### Required work
Rescale the items from the line containing "Please annotate the dead" through the line containing "451, 744, 488, 801", both included, and repeat each of those lines with the requests unchanged. Multiply every box coordinate in the answers by 2.1, round to whole numbers with halves going up, and give only these lines.

### Supplied entries

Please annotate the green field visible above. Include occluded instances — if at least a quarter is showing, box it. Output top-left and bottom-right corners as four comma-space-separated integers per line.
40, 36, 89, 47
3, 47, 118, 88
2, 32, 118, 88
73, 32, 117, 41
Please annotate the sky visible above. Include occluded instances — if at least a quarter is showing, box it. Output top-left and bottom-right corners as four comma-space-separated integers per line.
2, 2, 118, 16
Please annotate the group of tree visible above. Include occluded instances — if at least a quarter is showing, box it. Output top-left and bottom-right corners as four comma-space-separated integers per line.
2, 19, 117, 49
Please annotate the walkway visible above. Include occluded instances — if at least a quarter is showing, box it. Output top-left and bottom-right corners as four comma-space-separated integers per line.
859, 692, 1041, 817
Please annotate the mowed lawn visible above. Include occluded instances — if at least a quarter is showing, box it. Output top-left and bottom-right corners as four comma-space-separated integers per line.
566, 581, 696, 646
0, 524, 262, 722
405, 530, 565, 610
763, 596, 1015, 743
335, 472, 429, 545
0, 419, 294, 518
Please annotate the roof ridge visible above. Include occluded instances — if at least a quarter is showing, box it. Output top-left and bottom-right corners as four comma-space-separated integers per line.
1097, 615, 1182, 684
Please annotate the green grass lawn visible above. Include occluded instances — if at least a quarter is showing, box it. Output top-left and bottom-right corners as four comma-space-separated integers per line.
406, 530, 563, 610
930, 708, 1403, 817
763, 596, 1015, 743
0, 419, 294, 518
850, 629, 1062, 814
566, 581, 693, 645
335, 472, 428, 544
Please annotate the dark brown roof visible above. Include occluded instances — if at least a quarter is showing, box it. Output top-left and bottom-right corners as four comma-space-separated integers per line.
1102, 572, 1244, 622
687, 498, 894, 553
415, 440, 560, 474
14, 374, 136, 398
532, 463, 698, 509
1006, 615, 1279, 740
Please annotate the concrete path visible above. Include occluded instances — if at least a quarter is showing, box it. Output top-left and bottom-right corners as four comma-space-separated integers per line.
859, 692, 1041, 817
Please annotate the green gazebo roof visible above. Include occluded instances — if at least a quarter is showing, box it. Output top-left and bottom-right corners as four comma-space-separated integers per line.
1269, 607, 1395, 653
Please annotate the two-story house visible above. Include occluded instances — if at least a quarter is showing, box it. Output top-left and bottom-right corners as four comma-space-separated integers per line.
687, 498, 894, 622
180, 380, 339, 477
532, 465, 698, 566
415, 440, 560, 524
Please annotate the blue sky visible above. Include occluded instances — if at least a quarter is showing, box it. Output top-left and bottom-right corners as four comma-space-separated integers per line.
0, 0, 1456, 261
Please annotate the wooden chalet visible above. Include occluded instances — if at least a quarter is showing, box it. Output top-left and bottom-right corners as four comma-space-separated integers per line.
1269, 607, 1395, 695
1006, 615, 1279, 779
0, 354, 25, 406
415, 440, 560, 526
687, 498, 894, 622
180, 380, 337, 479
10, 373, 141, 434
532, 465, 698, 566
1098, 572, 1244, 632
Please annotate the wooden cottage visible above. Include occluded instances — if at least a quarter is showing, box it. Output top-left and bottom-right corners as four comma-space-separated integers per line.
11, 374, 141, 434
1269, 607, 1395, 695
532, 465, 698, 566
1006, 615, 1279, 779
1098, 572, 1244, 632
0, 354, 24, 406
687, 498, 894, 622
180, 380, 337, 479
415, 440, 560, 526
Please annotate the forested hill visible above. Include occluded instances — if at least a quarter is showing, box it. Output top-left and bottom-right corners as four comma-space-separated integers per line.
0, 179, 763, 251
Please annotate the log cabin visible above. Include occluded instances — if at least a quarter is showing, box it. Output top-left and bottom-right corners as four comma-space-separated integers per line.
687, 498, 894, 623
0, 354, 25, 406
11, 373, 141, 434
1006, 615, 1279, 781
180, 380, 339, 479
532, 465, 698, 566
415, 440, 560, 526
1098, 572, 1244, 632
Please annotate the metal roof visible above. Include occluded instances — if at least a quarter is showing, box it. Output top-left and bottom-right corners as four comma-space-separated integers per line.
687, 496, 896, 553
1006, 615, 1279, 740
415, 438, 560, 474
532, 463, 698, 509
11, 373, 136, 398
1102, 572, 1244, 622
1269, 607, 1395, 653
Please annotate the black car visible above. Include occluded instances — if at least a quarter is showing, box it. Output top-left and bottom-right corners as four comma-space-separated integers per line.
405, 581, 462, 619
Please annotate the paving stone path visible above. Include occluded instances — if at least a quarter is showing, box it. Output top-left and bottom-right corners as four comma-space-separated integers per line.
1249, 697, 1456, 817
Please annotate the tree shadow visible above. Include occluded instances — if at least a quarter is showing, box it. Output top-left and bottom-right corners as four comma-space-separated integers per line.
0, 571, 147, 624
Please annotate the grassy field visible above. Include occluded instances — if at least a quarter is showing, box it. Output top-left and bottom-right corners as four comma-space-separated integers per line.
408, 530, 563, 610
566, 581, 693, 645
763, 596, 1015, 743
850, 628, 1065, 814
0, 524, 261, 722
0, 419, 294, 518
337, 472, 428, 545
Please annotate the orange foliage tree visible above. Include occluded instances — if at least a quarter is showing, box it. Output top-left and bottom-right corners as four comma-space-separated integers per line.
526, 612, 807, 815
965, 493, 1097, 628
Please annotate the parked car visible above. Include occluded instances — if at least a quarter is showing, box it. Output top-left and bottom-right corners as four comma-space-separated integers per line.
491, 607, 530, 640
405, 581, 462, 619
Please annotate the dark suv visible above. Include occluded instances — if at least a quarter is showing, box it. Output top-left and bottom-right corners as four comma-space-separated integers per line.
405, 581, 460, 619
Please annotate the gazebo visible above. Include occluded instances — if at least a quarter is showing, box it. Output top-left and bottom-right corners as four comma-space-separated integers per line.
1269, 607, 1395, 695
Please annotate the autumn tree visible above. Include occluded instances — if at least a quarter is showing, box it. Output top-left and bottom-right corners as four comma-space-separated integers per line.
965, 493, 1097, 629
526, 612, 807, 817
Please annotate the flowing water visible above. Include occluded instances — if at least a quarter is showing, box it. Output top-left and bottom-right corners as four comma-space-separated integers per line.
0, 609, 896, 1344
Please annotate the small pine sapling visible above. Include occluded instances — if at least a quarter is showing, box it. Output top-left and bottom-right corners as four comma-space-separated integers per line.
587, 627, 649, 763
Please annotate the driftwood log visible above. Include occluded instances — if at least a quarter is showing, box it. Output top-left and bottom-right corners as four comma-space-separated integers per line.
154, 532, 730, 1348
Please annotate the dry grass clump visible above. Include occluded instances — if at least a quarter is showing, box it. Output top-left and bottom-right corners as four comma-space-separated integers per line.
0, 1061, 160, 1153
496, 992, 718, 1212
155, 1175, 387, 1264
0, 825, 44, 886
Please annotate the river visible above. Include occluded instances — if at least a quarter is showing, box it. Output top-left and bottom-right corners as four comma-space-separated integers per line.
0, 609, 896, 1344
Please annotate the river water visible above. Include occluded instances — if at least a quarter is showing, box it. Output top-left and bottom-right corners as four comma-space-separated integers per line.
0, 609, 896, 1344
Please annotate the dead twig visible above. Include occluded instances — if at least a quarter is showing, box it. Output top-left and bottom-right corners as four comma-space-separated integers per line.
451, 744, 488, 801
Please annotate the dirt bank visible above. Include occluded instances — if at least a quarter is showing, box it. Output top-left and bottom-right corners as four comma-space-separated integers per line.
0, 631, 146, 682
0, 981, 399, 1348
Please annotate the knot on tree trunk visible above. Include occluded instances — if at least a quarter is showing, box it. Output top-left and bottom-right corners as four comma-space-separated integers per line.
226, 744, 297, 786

### Response
Please annotate the dead twig visible above. Include occluded instances — if at least a quarter is showing, box it. Output top-left and bottom-right corners as four comma-space-separated integers per line.
947, 1562, 1025, 1682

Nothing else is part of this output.